# WORK ITEM
Beneath this instruction is a block of data; output from it exactly the lines that run from the one containing "Reviewer note: every instance of the white window" through the one containing "Reviewer note: every instance of the dark", inclusive.
[[ TASK INPUTS open ]]
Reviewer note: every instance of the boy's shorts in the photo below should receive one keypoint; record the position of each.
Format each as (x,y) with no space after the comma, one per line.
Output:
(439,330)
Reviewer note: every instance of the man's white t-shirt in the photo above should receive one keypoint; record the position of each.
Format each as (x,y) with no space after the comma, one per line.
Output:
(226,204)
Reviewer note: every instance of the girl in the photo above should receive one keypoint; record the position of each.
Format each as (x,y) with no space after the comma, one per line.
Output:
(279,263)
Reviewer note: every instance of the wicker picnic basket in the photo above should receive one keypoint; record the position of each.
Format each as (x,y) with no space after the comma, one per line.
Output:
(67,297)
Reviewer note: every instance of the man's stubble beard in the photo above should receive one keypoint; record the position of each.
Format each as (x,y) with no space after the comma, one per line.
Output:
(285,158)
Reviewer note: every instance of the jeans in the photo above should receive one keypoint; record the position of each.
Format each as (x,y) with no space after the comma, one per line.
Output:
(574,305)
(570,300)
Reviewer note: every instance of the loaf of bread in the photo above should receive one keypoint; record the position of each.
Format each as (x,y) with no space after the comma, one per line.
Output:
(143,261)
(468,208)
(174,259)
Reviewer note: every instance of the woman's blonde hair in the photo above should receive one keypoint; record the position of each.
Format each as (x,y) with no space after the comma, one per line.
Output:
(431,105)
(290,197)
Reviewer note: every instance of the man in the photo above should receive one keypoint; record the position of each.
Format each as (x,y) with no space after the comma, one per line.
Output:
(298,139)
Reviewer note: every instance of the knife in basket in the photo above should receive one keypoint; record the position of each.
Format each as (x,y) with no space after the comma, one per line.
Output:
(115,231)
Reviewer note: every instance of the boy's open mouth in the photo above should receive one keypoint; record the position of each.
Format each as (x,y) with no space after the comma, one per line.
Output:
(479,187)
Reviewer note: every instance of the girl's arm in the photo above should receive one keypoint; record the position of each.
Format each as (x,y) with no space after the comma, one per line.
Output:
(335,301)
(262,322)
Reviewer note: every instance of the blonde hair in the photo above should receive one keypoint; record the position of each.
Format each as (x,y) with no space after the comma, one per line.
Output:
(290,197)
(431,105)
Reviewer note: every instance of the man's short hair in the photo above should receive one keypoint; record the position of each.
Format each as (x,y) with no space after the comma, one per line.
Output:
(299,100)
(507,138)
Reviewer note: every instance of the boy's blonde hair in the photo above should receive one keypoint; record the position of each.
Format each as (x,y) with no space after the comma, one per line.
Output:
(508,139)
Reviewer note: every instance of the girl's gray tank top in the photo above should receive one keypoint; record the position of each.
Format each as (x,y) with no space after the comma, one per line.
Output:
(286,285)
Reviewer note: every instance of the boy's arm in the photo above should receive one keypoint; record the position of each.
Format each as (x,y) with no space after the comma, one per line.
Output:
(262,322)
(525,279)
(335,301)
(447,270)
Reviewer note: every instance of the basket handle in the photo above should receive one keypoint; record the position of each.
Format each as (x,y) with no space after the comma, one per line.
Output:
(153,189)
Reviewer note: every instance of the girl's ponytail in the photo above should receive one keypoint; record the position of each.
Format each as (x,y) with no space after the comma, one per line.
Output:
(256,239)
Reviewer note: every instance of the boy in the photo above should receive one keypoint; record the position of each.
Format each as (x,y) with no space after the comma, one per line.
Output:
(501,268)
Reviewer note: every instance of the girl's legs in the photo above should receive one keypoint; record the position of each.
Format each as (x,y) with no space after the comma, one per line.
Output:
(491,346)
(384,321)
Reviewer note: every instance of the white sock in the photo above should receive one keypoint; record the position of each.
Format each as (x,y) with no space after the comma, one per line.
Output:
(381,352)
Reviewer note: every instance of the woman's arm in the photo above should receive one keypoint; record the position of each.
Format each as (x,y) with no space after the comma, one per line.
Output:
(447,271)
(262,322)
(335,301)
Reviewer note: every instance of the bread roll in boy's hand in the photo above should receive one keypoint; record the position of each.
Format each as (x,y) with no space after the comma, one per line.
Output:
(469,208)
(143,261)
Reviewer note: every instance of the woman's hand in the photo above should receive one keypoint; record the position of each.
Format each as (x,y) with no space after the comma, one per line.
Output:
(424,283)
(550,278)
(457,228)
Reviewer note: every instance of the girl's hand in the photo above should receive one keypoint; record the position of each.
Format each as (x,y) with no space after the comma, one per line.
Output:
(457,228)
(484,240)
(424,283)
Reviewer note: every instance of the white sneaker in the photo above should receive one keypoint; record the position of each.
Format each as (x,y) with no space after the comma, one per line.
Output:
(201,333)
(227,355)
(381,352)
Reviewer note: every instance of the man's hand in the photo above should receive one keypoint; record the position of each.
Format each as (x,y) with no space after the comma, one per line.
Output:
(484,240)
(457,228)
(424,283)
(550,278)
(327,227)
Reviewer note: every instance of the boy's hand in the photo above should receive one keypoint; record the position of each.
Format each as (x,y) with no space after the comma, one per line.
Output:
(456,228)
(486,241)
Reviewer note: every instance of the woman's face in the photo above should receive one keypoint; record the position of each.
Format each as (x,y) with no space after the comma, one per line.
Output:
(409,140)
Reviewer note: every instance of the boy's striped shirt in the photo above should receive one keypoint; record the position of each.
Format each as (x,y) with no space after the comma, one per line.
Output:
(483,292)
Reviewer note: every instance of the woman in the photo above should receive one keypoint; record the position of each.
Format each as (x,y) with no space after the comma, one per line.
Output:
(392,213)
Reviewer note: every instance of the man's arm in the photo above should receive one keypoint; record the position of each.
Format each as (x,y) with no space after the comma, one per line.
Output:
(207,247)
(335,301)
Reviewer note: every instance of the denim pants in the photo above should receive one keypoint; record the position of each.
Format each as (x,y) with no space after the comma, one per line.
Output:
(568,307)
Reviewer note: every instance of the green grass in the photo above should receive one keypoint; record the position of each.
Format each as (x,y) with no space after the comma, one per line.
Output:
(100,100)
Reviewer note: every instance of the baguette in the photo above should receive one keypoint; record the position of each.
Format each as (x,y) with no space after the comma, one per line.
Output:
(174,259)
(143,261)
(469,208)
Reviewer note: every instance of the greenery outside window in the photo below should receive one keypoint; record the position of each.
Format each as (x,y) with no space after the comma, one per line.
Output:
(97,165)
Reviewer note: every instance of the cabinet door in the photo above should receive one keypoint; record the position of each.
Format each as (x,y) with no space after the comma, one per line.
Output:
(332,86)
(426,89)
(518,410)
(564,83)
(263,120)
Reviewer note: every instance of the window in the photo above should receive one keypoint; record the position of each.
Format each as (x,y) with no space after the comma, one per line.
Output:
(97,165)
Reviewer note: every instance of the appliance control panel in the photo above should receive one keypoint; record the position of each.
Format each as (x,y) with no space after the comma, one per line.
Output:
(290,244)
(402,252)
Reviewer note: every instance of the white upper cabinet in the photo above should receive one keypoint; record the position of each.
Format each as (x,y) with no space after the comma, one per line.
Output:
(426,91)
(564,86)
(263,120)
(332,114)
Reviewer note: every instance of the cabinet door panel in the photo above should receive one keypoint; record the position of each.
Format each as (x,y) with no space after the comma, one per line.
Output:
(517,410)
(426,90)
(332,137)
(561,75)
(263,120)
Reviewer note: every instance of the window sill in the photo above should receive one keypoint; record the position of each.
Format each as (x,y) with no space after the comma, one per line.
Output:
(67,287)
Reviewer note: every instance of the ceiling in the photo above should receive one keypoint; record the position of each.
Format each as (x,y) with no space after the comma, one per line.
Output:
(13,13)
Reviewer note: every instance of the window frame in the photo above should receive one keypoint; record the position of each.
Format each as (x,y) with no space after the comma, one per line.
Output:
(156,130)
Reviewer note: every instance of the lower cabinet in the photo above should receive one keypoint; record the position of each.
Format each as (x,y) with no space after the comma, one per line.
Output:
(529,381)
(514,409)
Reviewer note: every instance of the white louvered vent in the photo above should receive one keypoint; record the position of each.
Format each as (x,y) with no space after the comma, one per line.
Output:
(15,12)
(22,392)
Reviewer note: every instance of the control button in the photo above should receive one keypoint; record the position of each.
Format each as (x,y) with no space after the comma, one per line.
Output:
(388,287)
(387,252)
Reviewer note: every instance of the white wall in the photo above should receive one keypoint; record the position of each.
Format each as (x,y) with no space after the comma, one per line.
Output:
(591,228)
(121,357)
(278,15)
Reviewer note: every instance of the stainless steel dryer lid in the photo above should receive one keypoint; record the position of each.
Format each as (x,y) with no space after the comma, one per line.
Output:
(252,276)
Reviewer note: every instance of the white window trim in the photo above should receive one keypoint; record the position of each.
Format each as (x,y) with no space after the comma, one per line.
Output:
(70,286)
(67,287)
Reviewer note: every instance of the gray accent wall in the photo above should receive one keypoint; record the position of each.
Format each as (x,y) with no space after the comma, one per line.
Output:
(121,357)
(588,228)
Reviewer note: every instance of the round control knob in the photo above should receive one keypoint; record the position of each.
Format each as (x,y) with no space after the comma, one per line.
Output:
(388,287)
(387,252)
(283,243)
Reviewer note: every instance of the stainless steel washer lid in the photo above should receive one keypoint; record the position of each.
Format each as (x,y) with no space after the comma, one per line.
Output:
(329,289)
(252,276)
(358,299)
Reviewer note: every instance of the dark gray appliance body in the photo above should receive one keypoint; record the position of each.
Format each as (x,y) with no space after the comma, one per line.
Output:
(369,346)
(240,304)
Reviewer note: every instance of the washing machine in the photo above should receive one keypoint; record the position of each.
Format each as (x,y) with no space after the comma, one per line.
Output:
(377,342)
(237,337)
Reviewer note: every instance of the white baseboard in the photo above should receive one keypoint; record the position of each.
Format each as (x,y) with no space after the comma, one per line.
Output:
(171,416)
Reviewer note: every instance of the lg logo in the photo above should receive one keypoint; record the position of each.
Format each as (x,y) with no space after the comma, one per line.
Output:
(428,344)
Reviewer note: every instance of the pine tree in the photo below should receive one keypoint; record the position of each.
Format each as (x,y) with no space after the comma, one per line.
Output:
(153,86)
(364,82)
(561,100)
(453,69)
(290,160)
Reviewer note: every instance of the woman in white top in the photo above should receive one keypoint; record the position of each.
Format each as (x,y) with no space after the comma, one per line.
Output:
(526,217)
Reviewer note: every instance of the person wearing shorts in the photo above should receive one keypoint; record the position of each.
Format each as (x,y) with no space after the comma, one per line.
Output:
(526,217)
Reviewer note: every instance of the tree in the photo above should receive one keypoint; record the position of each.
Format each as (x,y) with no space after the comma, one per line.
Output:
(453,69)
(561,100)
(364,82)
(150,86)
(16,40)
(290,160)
[[ TASK INPUTS closed ]]
# RESPONSE
Reviewer note: every instance of the white window trim in the photo above should receive one keypoint; record the position of each.
Format each as (x,y) with no space after the comma, one per line.
Output:
(70,286)
(67,287)
Reviewer note: every instance of the gray accent wall in the photo above should receive one keypoint; record the position of each.
Format each as (x,y) with no space after the comma, one per line.
Output:
(121,357)
(588,228)
Reviewer note: every instance of the round control knob in the photo above should receive one keypoint; record the position of each.
Format each as (x,y) with no space after the comma, one per line.
Output:
(388,287)
(387,252)
(283,243)
Reviewer note: every instance of the stainless steel washer lid in the photo above should receive one keypoint; record the position of each.
Format each as (x,y) with no space after the comma, one per line.
Output:
(329,289)
(252,276)
(358,299)
Reviewer note: every instance of the dark gray appliance body in the photo above should receive one keypoint; record the position of each.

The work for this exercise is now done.